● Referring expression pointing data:
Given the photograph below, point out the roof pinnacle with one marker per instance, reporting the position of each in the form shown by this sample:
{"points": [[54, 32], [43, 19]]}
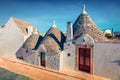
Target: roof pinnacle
{"points": [[83, 9]]}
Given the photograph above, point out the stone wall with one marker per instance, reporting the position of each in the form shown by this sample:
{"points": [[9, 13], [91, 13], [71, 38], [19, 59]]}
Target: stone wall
{"points": [[11, 39], [53, 61], [106, 60]]}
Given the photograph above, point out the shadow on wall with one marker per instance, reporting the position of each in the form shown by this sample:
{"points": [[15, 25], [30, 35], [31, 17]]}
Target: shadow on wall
{"points": [[116, 61]]}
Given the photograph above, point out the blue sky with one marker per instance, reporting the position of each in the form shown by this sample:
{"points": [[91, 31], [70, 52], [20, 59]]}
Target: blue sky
{"points": [[41, 13]]}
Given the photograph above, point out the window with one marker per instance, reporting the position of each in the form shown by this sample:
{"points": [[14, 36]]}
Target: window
{"points": [[68, 54]]}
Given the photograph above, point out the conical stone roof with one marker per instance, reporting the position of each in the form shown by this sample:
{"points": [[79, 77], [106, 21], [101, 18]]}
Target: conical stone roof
{"points": [[53, 40], [33, 41], [23, 25], [85, 25]]}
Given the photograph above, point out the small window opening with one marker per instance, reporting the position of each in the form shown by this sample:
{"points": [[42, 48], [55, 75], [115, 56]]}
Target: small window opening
{"points": [[68, 54]]}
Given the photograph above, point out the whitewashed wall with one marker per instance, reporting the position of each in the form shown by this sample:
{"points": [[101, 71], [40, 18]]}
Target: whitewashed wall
{"points": [[53, 61], [11, 39], [106, 60]]}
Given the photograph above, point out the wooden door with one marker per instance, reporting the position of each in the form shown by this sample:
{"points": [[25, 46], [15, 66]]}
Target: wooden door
{"points": [[42, 59], [84, 59]]}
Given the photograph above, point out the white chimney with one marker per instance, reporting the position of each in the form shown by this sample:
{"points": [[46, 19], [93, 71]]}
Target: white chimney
{"points": [[69, 35]]}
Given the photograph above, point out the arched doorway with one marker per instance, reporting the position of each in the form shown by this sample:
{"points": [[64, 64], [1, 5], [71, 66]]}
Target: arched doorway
{"points": [[84, 58]]}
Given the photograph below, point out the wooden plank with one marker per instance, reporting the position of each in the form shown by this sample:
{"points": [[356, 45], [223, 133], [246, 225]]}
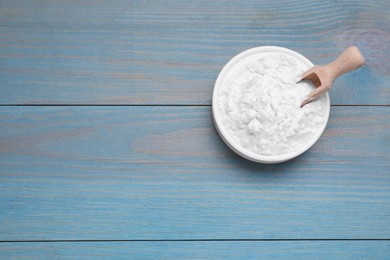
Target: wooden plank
{"points": [[199, 250], [163, 173], [154, 52]]}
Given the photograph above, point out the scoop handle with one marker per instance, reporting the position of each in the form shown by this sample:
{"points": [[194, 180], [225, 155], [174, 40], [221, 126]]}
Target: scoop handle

● WHAT YOU HAVE TO DO: Lines above that include the string "handle" need to be copied.

● RESPONSE AREA:
Given the photograph above, point out the scoop handle with one marker per instance, reporting the position of each in the form shown by this sample:
Target: scoop handle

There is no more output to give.